What needs to be done –
Copy these rows word for word, changing nothing.

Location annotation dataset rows

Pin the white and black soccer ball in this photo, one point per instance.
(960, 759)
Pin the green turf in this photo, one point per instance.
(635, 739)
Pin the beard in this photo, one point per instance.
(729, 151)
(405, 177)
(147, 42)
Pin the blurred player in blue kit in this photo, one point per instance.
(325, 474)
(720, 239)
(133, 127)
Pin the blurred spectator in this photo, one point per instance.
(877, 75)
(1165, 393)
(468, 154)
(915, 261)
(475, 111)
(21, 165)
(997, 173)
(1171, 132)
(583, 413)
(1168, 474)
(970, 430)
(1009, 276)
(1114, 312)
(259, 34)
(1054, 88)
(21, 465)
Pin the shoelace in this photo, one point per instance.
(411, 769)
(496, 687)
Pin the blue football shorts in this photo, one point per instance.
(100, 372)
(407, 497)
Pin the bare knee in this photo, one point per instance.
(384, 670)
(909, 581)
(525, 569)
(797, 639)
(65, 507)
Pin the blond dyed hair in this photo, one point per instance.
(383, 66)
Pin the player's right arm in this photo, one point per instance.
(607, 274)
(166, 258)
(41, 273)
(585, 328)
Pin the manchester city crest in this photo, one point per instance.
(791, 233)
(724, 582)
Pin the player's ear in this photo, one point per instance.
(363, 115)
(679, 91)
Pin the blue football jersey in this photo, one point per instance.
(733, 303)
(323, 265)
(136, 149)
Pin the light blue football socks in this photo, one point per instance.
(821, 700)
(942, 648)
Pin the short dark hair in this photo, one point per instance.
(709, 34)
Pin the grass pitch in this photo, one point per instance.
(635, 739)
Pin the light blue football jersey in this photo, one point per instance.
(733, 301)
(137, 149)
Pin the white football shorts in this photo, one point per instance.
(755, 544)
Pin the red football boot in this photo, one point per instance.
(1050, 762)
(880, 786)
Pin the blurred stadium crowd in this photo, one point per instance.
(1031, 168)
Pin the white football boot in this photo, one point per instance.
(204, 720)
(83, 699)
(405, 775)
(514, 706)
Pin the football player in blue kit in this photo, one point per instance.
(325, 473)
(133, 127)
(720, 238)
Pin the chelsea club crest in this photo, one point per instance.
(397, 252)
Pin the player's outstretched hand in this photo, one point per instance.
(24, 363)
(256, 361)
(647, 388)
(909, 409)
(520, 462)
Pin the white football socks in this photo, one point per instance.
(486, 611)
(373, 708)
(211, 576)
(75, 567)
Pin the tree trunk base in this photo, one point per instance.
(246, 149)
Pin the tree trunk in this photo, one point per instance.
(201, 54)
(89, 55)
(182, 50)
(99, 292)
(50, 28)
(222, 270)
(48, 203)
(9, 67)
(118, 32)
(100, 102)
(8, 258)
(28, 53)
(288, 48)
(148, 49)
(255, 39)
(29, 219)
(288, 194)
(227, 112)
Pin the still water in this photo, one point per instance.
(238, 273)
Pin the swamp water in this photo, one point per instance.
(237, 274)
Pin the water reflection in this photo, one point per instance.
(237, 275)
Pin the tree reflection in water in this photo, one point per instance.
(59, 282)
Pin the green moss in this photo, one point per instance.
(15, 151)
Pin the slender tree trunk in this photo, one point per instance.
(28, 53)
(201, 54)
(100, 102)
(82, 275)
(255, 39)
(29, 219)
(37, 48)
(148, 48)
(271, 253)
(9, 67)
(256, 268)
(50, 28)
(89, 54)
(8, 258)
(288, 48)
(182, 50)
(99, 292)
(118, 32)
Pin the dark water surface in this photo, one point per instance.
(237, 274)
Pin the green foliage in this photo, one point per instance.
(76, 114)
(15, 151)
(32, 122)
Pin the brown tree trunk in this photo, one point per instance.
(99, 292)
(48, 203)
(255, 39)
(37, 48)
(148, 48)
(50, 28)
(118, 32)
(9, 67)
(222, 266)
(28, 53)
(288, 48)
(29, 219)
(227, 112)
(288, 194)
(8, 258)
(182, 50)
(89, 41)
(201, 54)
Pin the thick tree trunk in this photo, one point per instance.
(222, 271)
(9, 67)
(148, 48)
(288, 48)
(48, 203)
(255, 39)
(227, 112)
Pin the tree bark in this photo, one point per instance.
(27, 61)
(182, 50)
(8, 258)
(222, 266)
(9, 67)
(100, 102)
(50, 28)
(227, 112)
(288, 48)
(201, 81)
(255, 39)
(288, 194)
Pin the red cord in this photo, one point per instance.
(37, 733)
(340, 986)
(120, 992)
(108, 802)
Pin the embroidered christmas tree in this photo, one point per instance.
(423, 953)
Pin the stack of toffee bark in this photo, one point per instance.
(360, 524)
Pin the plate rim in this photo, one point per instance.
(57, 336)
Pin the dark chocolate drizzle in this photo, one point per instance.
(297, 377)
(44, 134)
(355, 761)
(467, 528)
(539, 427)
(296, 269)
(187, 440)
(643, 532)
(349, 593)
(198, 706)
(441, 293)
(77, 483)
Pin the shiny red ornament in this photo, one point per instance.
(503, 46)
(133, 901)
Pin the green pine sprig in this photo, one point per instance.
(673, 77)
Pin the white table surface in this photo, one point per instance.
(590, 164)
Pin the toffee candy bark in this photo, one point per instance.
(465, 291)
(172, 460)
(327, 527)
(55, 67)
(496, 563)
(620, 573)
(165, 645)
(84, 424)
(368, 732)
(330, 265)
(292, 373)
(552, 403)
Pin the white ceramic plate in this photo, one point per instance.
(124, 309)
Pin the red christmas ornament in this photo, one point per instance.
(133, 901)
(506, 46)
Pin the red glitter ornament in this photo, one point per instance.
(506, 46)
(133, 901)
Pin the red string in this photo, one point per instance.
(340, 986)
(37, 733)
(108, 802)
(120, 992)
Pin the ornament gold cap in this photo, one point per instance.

Task response –
Pin the white and black soccer ball in this photo, one point per instance.
(960, 759)
Pin the green turf in this photo, one point per instance.
(635, 739)
Pin the beard in this photo, one point per instance.
(729, 151)
(405, 177)
(147, 42)
Pin the blurred player in blue kit in this photo, one point per instance.
(325, 474)
(720, 239)
(133, 127)
Pin the blurred spectator in this photo, one point per instance.
(877, 75)
(1165, 393)
(468, 154)
(915, 261)
(475, 111)
(21, 165)
(997, 173)
(1171, 132)
(583, 413)
(1168, 474)
(970, 430)
(1009, 276)
(1114, 312)
(259, 34)
(1054, 88)
(21, 465)
Pin the shoelace in this photo, one point per instance.
(411, 769)
(496, 687)
Pin the blue football shorts in this photo, one point per instance.
(100, 372)
(407, 497)
Pin the bare knee in this photo, one point per instance.
(384, 670)
(909, 581)
(525, 569)
(797, 639)
(65, 507)
Pin the blond dyed hair in this photo, one point per instance.
(383, 66)
Pin the player's right arm in this photo, one point per instance.
(607, 274)
(166, 258)
(41, 273)
(585, 328)
Pin the manchester city crest in this photo, one point per instance.
(791, 233)
(724, 582)
Pin the player's ear in this photo, one point per instance.
(363, 115)
(679, 91)
Pin the blue football jersey in this photo, one point per instance.
(733, 303)
(323, 265)
(136, 149)
Pin the light blue football socks in this photo, one point per instance.
(821, 700)
(942, 648)
Pin the short dark hair in this photo, one point per instance.
(709, 34)
Pin the grass pitch in this photo, one point per instance.
(635, 739)
Pin the light blue football jersey in this photo, one point per instance.
(733, 301)
(137, 149)
Pin the white football shorts in this photo, one point per instance.
(755, 544)
Pin the red football boot in this photo, one point per instance.
(1050, 762)
(880, 786)
Pin the blurred stadium crowd in this photo, one point per instance.
(1031, 168)
Pin the white football boot in this photo, one point per instance.
(204, 720)
(83, 699)
(405, 775)
(514, 706)
Pin the football player in blue kit in this photo, one point per instance.
(325, 473)
(133, 127)
(720, 238)
Pin the chelsea club crest in this photo, one point per instance.
(397, 252)
Pin the player's outstretched hand in this photo, one point per instance.
(24, 363)
(256, 361)
(647, 388)
(909, 409)
(520, 462)
Pin the white football socks in this photo, one point per instance.
(486, 611)
(373, 708)
(211, 576)
(75, 567)
Pin the tree trunk base in this photo, one point per instance.
(246, 149)
Pin the tree trunk in this photo, one point per instance.
(201, 54)
(89, 55)
(182, 50)
(99, 292)
(50, 28)
(222, 270)
(48, 203)
(9, 67)
(118, 32)
(100, 102)
(8, 258)
(28, 53)
(288, 48)
(148, 49)
(255, 39)
(29, 219)
(288, 194)
(227, 112)
Pin the still water in this photo, one point per instance.
(238, 273)
Pin the swamp water in this photo, one point per instance.
(237, 274)
Pin the water reflection in this photo, one point per instance.
(237, 275)
Pin the tree reflection in water in this photo, one point per instance.
(59, 282)
Pin the green moss in this photo, one point per instance.
(15, 151)
Pin the slender tree trunk in this photo, one point per instance.
(28, 53)
(201, 54)
(100, 102)
(82, 275)
(255, 39)
(29, 219)
(37, 48)
(148, 48)
(271, 253)
(9, 67)
(256, 268)
(50, 28)
(89, 54)
(8, 258)
(288, 48)
(182, 50)
(99, 292)
(118, 32)
Pin the dark water surface in this photo, one point per instance.
(237, 274)
Pin the green foliage in this photo, one point per instance.
(76, 114)
(15, 151)
(32, 122)
Pin the brown tree trunk in this photo, one point per instance.
(99, 292)
(48, 203)
(255, 39)
(37, 48)
(148, 48)
(50, 28)
(118, 32)
(9, 67)
(222, 266)
(28, 53)
(288, 48)
(29, 219)
(227, 112)
(288, 194)
(8, 258)
(182, 50)
(89, 41)
(201, 54)
Pin the thick tree trunk in this photo, one point per instance.
(222, 271)
(9, 67)
(148, 48)
(288, 48)
(48, 203)
(255, 39)
(227, 112)
Pin the tree bark in this photo, one point per instance.
(27, 61)
(182, 50)
(8, 258)
(222, 266)
(9, 67)
(100, 102)
(50, 28)
(227, 112)
(288, 48)
(201, 81)
(255, 39)
(288, 194)
Pin the red cord in this photo, one point per instance.
(37, 733)
(340, 986)
(120, 992)
(108, 802)
Pin the embroidered christmas tree in this photo, one point per instance.
(423, 953)
Pin the stack of toffee bark in this photo, one point per instance.
(360, 524)
Pin the plate rim in this photo, one point per instance.
(57, 336)
Pin the dark chocolate drizzle in this photo, one point per instance.
(297, 377)
(44, 134)
(355, 761)
(467, 528)
(539, 427)
(296, 269)
(187, 440)
(643, 532)
(349, 593)
(198, 706)
(441, 293)
(77, 483)
Pin the shiny red ornament in this photo, one point per instance.
(503, 46)
(133, 901)
Pin the green pine sprig in this photo, one point per instance.
(673, 77)
Pin the white table surface in this photo, one point per instance.
(590, 164)
Pin the toffee candy bark in this photo, one point per instance.
(465, 291)
(172, 460)
(327, 527)
(55, 67)
(496, 563)
(620, 573)
(165, 645)
(84, 424)
(368, 732)
(330, 265)
(292, 373)
(552, 403)
Pin the white ceramic plate in this photo, one point per instance.
(124, 309)
Pin the red christmas ornament in this photo, one point per instance.
(133, 901)
(506, 46)
Pin the red glitter ornament in this photo, one point per instance.
(506, 46)
(133, 901)
Pin the red string in this photo, one point per instance.
(340, 986)
(37, 733)
(108, 802)
(120, 992)
Pin the ornament gold cap in this photo, one point per instance.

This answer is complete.